Problem: Reply with nothing but how many lines in the entries below include "white".

The data:
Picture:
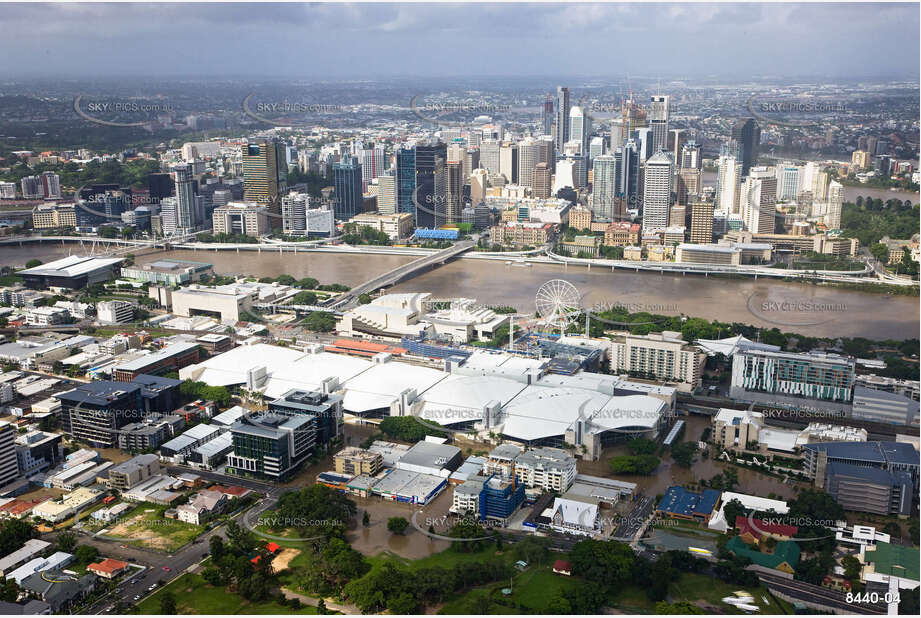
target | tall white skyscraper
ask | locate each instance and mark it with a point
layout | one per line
(604, 186)
(294, 213)
(185, 198)
(387, 194)
(728, 181)
(51, 186)
(657, 192)
(528, 158)
(835, 204)
(479, 181)
(617, 134)
(489, 156)
(596, 147)
(508, 162)
(561, 124)
(658, 122)
(759, 196)
(787, 175)
(580, 128)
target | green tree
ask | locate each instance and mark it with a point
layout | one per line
(397, 525)
(86, 554)
(66, 541)
(320, 322)
(167, 603)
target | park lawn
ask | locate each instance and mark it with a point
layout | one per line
(694, 587)
(194, 596)
(632, 598)
(147, 520)
(472, 603)
(536, 587)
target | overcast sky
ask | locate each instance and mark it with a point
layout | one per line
(378, 40)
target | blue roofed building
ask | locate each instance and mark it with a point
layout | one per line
(870, 490)
(679, 503)
(891, 456)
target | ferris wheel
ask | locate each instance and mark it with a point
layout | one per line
(558, 303)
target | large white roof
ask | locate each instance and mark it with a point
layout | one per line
(381, 385)
(754, 503)
(543, 411)
(309, 371)
(540, 411)
(231, 366)
(458, 398)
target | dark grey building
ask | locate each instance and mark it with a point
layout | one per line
(869, 490)
(327, 408)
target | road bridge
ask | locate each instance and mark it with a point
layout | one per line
(399, 273)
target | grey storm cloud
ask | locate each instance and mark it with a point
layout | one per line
(367, 40)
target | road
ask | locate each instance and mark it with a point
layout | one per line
(178, 562)
(834, 600)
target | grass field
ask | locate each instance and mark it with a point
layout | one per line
(146, 526)
(533, 590)
(194, 596)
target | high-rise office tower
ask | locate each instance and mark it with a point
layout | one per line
(479, 181)
(658, 121)
(264, 173)
(562, 118)
(819, 185)
(31, 187)
(387, 194)
(159, 185)
(455, 152)
(347, 183)
(9, 470)
(579, 128)
(657, 192)
(471, 161)
(633, 116)
(541, 182)
(294, 213)
(454, 191)
(596, 147)
(788, 181)
(489, 156)
(835, 204)
(546, 116)
(759, 196)
(701, 222)
(676, 141)
(169, 216)
(728, 180)
(406, 180)
(430, 184)
(689, 174)
(51, 186)
(747, 134)
(617, 135)
(185, 198)
(630, 174)
(643, 138)
(528, 158)
(508, 162)
(690, 156)
(604, 187)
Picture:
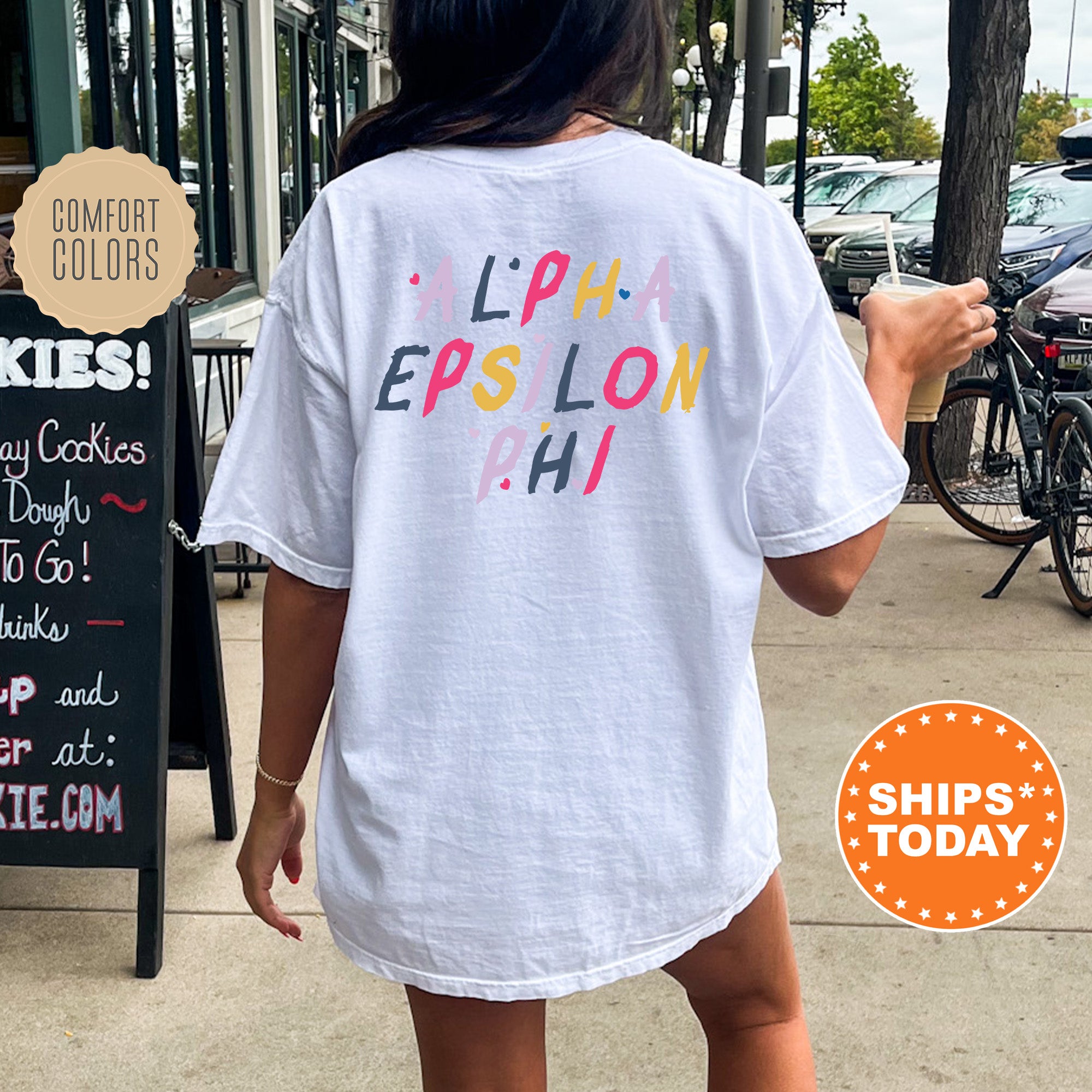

Response: 2